BEGIN Material for the task

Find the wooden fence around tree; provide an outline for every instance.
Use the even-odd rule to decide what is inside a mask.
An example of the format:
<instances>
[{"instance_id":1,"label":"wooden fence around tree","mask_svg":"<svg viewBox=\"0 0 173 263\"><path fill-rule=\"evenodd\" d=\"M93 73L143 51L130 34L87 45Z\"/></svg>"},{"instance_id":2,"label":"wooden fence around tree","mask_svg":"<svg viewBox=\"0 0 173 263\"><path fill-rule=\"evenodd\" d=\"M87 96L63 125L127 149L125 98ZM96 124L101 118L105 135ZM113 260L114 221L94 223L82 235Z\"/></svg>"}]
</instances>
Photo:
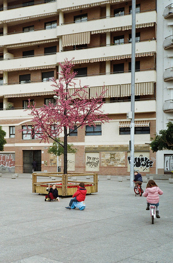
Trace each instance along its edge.
<instances>
[{"instance_id":1,"label":"wooden fence around tree","mask_svg":"<svg viewBox=\"0 0 173 263\"><path fill-rule=\"evenodd\" d=\"M93 176L92 182L86 181L84 180L81 181L72 180L69 180L68 177L76 176L83 177L86 176ZM60 177L60 180L52 181L37 182L37 177ZM58 179L58 178L57 178ZM48 192L46 188L49 184L56 184L59 194L63 196L71 196L75 193L77 189L77 186L79 183L83 182L85 184L85 188L87 190L87 193L96 193L98 192L98 174L96 173L70 173L67 174L64 174L63 173L33 173L32 174L32 192L33 193L38 193L40 194L47 194ZM62 183L62 185L61 184ZM76 186L76 187L74 187Z\"/></svg>"}]
</instances>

END Material for the task

◆ What to work on:
Reproduce the rows above, changing "outline" to "contour" and leaving everything else as it is. Omit the pictures from your answer.

◆ Exercise output:
Find the wooden fence around tree; provide an contour for every instance.
Use the even-odd rule to decide what is inside a mask.
An example of the format:
<instances>
[{"instance_id":1,"label":"wooden fence around tree","mask_svg":"<svg viewBox=\"0 0 173 263\"><path fill-rule=\"evenodd\" d=\"M93 73L143 51L130 34L87 45Z\"/></svg>"},{"instance_id":2,"label":"wooden fence around tree","mask_svg":"<svg viewBox=\"0 0 173 263\"><path fill-rule=\"evenodd\" d=\"M87 96L63 125L127 149L125 98ZM96 124L101 118L105 135ZM113 260L114 221L94 223L82 235Z\"/></svg>"}]
</instances>
Photo:
Trace each instance along its edge.
<instances>
[{"instance_id":1,"label":"wooden fence around tree","mask_svg":"<svg viewBox=\"0 0 173 263\"><path fill-rule=\"evenodd\" d=\"M93 176L92 182L86 181L84 180L81 181L72 180L69 180L68 177L76 176L83 177L86 176ZM60 177L60 180L52 181L37 182L37 177ZM58 179L58 178L57 178ZM48 192L46 188L49 184L56 184L59 194L63 196L71 196L75 193L77 189L77 186L79 183L83 182L85 184L85 188L87 190L87 193L96 193L98 192L98 174L96 173L70 173L67 174L64 174L63 173L33 173L32 174L32 192L33 193L38 193L40 194L47 194ZM62 183L62 185L61 184ZM76 186L76 187L74 187Z\"/></svg>"}]
</instances>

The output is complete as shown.